## DATA RECORDS
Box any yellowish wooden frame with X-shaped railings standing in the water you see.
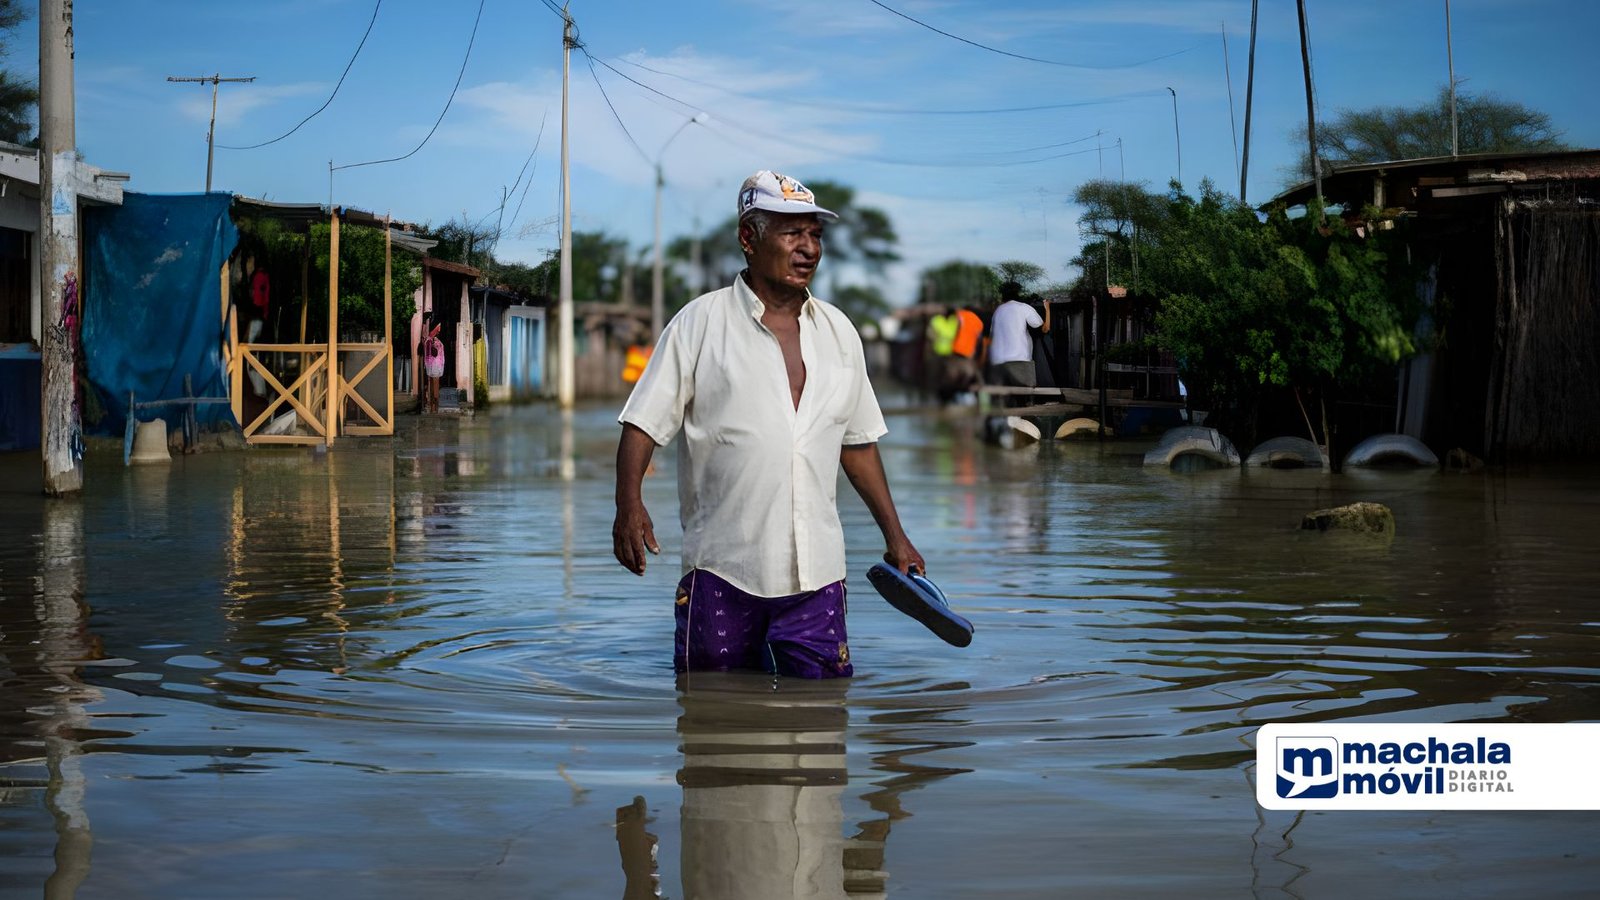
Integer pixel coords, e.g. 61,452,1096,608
221,207,406,447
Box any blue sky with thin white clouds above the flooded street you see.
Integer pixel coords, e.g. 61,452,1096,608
12,0,1600,304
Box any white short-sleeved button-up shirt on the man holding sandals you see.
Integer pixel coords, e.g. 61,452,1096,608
618,277,888,597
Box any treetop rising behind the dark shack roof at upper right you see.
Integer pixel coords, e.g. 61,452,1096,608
1296,88,1566,178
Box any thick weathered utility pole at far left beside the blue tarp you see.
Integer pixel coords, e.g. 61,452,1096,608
38,0,80,496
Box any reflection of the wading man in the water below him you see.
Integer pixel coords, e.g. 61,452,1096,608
616,673,966,900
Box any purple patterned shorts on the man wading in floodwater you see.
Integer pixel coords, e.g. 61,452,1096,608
672,569,854,677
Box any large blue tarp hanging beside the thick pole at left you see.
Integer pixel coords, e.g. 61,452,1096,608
83,192,238,434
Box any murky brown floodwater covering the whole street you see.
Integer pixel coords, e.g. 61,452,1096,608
0,400,1600,900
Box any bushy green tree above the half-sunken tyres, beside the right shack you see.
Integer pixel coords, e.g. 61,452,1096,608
1144,183,1421,432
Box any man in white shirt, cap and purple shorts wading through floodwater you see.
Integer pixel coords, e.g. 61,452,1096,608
611,171,923,677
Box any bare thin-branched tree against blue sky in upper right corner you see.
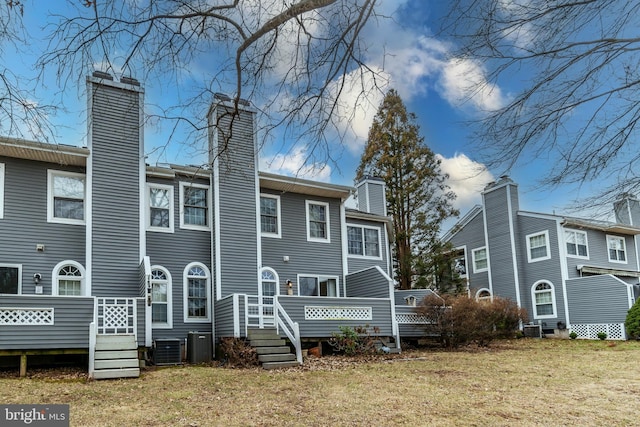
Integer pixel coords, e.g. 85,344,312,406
443,0,640,200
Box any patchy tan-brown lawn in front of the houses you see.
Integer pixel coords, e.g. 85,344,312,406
0,339,640,426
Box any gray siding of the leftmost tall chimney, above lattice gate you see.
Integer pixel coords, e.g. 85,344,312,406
90,83,143,297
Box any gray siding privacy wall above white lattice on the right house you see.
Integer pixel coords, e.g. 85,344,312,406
567,274,630,323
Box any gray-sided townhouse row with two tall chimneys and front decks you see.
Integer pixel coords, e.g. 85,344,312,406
0,74,411,377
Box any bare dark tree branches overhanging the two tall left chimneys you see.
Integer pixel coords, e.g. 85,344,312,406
39,0,378,166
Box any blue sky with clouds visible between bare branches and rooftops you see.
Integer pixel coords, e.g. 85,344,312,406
3,0,616,227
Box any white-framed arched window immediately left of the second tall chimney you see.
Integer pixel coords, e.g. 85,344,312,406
184,262,211,322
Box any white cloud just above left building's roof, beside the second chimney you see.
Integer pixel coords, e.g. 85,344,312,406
259,146,331,182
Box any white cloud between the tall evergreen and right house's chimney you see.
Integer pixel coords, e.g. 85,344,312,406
436,153,495,215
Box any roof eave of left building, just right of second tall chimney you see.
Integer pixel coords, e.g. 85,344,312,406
258,171,355,200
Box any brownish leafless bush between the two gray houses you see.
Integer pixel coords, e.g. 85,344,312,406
416,295,528,348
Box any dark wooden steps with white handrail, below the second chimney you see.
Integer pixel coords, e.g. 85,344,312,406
247,328,300,369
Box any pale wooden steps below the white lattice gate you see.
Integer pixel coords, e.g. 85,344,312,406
93,335,140,380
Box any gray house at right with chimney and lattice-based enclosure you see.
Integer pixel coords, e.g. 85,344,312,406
444,177,640,339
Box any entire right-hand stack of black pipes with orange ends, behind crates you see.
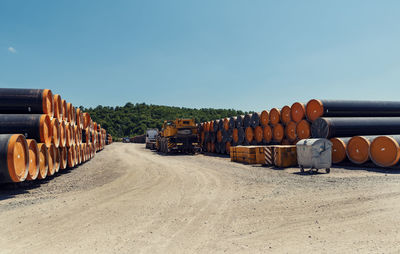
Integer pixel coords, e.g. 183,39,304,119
199,99,400,167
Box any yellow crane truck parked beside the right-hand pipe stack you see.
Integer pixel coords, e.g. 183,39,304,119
156,119,200,154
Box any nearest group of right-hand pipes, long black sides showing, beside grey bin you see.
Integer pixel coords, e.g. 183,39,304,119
307,99,400,167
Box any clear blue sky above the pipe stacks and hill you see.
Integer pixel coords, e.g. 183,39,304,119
0,0,400,110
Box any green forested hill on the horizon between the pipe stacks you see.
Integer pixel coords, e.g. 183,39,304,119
83,102,245,137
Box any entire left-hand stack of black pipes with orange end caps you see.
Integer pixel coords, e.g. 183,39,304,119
0,88,112,183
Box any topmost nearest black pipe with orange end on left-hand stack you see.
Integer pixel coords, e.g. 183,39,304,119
0,88,54,117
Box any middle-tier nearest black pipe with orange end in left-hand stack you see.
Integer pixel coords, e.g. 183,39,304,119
0,114,53,147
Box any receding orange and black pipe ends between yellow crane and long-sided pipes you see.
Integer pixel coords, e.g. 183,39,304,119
199,102,311,154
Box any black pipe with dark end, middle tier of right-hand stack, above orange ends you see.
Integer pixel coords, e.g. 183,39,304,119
311,117,400,138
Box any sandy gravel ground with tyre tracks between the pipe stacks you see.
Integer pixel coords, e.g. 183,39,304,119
0,143,400,253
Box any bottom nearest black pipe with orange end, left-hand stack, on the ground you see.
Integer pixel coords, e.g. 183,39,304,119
0,134,29,183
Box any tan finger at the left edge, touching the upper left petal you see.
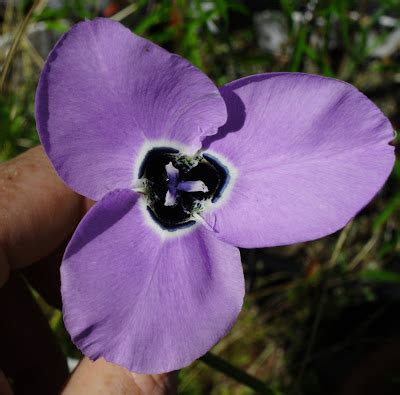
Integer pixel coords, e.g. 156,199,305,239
0,147,84,281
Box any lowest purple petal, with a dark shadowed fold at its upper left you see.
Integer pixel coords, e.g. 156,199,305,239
61,190,244,373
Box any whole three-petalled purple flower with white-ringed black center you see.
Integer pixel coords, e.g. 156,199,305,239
36,19,394,373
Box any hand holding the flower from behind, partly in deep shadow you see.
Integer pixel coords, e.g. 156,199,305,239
0,147,176,395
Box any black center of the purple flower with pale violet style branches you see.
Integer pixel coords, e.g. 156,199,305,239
139,147,229,231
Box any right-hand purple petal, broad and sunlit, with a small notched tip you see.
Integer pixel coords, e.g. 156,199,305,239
205,73,394,247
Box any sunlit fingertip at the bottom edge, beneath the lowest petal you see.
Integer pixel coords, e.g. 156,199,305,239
62,358,176,395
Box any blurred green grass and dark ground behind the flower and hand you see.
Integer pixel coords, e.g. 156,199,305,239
0,0,400,395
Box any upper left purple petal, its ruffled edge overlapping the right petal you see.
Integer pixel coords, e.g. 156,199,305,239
36,18,226,200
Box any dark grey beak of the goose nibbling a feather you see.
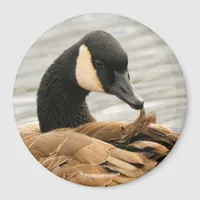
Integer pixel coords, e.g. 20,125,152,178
109,72,144,110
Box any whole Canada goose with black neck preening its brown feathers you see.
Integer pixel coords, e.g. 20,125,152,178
19,31,178,186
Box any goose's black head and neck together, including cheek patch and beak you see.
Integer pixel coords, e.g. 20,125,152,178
37,31,144,132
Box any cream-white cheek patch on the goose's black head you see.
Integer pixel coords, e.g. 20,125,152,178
76,45,105,92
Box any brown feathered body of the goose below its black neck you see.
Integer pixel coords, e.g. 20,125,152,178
19,111,178,186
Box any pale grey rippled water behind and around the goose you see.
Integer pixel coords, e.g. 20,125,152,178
14,14,186,132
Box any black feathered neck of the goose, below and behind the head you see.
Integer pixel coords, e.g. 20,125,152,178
37,46,94,132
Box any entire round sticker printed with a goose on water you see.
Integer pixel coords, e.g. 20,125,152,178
14,14,187,187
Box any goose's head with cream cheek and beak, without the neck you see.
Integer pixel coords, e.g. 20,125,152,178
76,31,143,109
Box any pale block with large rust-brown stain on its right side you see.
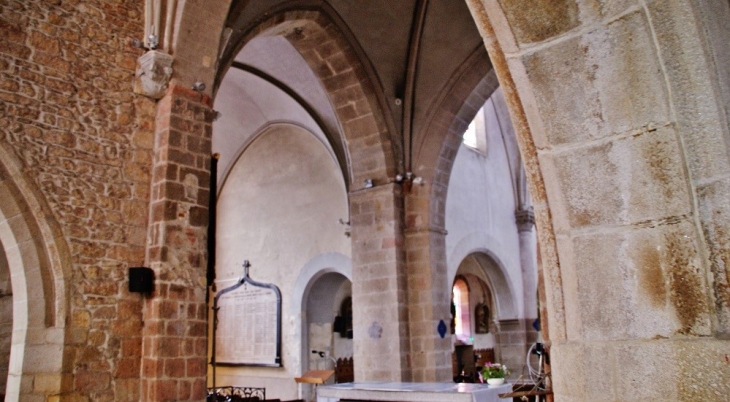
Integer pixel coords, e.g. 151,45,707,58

## WORK INSTRUCTION
Your answer is the exact run of lines above from the one with "Box any bare thin-branched" through the one with "Box any blue sky with clouds", both ends included, minus any picture.

## TASK RESPONSE
Box any bare thin-branched tree against blue sky in upper right corner you see.
Integer pixel coords, e.g. 85,344,312,406
443,0,640,200
Box any patchy tan-brown lawn in front of the houses you see.
Integer pixel coords, e.g. 85,344,312,406
0,339,640,426
Box any gray siding of the leftmost tall chimney, above lattice gate you see.
Integer pixel coords, e.g. 85,344,312,406
90,83,143,297
Box any gray siding privacy wall above white lattice on the right house you see.
Integer pixel coords, e.g. 85,344,312,406
567,274,630,323
Box any gray-sided townhouse row with two tall chimneys and front decks you see.
Integer pixel coords, e.g. 85,344,312,406
0,74,411,377
Box any bare dark tree branches overhanging the two tall left chimneys you see.
Integer pixel coords, e.g. 85,344,312,406
39,0,378,166
Box any blue sky with clouds visible between bare branches and rooftops you see.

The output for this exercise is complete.